Brief :: Find "Indicate every instance of the white fascia" in the data below; transcribe the line it appears on and each line after it, exactly, to the end, and nothing else.

**** Dataset records

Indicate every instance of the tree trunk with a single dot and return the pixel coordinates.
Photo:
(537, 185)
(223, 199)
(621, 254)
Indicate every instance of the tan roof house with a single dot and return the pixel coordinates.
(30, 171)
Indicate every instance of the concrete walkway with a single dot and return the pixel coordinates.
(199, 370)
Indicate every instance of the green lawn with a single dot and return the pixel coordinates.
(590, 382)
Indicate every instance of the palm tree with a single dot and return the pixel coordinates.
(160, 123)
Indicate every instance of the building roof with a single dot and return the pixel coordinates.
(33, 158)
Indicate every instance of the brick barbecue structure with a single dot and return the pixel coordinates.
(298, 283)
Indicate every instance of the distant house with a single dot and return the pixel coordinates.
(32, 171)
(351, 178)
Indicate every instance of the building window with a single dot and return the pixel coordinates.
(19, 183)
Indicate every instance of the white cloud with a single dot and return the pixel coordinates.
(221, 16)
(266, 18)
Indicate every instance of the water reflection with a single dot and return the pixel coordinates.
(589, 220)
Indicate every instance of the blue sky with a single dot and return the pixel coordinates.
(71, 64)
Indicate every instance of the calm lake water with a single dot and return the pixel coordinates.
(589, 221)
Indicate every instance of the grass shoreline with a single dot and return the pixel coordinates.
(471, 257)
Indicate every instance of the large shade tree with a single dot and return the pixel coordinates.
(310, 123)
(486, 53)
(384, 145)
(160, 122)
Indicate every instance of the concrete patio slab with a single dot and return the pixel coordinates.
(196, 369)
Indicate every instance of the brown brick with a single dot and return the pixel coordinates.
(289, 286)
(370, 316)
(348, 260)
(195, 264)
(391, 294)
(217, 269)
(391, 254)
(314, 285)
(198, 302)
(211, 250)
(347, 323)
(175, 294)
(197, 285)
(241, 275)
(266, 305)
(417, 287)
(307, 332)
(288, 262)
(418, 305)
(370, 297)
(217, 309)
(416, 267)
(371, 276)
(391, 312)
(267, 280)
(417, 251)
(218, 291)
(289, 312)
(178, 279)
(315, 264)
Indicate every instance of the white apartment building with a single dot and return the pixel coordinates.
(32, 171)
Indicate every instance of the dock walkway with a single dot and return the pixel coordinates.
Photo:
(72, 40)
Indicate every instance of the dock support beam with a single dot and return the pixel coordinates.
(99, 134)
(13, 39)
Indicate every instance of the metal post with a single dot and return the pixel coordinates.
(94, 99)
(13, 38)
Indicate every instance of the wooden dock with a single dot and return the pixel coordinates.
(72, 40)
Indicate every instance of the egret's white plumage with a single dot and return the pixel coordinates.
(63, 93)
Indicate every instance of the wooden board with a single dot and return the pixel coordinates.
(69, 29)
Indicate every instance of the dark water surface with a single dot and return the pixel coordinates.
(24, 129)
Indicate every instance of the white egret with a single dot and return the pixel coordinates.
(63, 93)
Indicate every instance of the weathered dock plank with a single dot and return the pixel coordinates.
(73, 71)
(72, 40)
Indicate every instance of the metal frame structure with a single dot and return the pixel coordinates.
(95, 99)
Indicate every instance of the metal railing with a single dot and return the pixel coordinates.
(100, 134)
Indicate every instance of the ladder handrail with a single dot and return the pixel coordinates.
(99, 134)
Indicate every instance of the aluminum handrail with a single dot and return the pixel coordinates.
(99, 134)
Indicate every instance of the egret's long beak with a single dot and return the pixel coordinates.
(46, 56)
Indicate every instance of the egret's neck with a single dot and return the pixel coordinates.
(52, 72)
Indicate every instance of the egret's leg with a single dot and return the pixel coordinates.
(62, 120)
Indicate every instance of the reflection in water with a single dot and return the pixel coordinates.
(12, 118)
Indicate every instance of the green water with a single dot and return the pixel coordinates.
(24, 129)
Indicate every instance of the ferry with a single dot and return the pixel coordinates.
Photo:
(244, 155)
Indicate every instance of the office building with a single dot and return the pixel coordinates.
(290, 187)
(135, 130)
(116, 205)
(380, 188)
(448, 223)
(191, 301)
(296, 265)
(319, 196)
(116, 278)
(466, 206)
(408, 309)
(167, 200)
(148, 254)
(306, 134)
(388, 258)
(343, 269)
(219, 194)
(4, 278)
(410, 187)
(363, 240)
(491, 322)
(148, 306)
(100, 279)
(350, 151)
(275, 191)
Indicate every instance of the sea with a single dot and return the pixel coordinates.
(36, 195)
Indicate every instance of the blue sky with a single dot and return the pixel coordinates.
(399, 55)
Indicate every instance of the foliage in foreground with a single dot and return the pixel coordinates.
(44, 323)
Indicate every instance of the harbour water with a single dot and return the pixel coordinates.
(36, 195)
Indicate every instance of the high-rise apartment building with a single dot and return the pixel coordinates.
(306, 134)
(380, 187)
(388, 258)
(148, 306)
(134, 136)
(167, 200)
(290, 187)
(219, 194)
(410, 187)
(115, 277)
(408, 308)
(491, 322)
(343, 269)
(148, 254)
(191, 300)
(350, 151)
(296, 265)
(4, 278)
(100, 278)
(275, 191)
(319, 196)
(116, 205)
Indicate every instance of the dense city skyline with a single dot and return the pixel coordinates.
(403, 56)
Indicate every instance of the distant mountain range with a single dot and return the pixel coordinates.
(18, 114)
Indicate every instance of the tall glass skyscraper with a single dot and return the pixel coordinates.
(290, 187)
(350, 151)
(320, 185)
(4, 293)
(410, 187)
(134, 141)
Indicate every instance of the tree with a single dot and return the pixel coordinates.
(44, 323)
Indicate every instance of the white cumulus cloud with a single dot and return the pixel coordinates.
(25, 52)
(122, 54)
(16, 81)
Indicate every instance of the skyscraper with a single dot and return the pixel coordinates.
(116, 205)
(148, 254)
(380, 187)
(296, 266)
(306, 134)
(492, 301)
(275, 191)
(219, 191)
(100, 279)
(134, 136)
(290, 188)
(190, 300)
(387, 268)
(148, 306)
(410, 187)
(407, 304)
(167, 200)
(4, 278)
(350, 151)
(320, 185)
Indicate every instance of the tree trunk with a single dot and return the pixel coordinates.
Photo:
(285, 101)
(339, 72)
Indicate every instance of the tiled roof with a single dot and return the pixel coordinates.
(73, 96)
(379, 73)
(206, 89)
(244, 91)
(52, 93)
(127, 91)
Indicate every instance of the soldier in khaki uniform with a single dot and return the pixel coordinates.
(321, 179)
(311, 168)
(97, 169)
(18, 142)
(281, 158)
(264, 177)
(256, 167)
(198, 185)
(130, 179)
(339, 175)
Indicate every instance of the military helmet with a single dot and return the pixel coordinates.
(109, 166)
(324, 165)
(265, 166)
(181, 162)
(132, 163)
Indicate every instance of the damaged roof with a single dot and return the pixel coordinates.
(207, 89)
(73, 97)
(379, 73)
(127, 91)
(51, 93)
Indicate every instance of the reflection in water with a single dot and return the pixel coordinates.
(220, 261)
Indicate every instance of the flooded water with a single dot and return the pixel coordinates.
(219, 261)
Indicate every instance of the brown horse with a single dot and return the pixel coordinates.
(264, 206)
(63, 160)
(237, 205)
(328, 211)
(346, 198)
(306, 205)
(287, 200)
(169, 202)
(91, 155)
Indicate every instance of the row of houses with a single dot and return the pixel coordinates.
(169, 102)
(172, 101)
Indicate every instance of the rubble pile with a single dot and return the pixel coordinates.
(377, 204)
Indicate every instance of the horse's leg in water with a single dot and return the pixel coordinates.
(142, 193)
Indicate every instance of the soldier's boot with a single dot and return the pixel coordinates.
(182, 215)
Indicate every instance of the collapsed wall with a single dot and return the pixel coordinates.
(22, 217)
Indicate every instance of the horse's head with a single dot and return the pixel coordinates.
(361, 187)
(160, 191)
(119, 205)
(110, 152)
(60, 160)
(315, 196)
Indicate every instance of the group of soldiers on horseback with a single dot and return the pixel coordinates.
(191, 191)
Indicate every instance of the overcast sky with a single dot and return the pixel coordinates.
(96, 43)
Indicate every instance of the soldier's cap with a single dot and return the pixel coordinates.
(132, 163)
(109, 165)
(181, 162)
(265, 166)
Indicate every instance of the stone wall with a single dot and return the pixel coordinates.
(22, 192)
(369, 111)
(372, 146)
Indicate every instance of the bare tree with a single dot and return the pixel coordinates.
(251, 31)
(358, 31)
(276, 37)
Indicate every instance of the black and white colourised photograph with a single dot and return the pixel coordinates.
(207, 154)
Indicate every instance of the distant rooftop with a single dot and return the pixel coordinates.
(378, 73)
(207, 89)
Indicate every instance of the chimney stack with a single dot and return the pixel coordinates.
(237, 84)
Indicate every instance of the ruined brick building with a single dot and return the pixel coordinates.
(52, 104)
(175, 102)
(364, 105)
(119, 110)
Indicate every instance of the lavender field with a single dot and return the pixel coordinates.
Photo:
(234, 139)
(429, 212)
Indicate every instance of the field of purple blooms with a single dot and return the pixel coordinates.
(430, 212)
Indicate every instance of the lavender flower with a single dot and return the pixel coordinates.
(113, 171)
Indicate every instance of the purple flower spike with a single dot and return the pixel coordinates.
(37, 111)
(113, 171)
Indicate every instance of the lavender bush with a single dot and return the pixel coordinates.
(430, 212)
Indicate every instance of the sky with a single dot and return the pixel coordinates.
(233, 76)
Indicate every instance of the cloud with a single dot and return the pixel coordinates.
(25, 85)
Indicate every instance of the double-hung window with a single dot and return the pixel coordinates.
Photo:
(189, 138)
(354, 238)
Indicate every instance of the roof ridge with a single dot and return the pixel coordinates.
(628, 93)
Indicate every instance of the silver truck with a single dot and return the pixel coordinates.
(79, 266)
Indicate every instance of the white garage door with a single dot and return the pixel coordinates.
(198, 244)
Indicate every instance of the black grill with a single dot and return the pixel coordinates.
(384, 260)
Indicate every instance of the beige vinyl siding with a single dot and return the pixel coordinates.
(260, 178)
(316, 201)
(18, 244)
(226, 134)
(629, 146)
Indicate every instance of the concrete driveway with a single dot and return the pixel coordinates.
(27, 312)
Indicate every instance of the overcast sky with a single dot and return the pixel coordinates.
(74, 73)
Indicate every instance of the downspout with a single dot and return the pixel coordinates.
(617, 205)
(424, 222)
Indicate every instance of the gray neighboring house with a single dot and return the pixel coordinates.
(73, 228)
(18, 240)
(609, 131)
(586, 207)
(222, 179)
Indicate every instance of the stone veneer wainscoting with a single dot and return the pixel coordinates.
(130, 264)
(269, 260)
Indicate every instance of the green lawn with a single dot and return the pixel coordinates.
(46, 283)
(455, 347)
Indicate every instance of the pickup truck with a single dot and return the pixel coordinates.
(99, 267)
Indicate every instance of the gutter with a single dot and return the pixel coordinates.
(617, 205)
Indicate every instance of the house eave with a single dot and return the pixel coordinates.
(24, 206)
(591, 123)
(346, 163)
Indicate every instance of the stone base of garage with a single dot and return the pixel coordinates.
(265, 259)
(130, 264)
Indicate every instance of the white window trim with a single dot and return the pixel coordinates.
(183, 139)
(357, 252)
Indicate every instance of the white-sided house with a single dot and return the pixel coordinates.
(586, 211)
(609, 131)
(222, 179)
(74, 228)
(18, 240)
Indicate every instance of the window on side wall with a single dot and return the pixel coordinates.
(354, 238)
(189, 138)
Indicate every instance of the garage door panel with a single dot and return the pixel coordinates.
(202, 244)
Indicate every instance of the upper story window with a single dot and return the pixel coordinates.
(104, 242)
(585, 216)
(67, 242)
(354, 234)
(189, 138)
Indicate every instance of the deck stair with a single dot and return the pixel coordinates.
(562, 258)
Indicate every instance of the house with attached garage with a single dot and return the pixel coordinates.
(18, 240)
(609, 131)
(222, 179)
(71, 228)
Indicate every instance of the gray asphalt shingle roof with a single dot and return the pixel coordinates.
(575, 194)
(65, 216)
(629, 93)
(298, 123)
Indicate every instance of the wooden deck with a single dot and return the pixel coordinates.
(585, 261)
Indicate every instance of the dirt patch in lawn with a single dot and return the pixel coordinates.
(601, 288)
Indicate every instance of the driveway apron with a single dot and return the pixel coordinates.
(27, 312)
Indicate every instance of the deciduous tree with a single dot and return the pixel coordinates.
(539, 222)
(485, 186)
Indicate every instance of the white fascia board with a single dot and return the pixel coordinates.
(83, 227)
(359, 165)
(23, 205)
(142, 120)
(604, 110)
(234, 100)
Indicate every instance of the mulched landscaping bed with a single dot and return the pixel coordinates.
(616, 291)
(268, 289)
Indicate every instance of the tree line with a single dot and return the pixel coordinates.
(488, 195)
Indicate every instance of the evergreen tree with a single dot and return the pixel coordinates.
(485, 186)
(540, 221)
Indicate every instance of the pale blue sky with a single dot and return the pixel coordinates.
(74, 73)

********

Answer to this task ::
Indicate every instance of the white fascia board with a single dot and return the pixel coordinates.
(83, 227)
(359, 165)
(23, 205)
(142, 120)
(604, 110)
(234, 100)
Indicate every instance of the mulched landscaping bed with a single dot and return the pixel coordinates.
(616, 291)
(268, 289)
Indicate every instance of the tree line with a single dot and return the pixel coordinates.
(488, 195)
Indicate every instance of the evergreen tree with a single dot and return the pixel coordinates.
(485, 186)
(540, 221)
Indicate every instance of the pale blue sky with a single dot and return the pixel coordinates.
(74, 73)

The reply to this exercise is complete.